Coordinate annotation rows
<<<<

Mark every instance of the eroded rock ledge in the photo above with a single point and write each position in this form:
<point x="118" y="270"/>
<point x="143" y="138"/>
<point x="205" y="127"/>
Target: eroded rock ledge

>>>>

Short exercise >>
Write out every line of the rows above as a numbered list, leaving out any blank lines.

Worked answer >>
1. Mark every instance of the eroded rock ledge in the photo above with a single point and write each position in this form:
2. <point x="118" y="270"/>
3. <point x="143" y="138"/>
4. <point x="205" y="127"/>
5. Target: eroded rock ledge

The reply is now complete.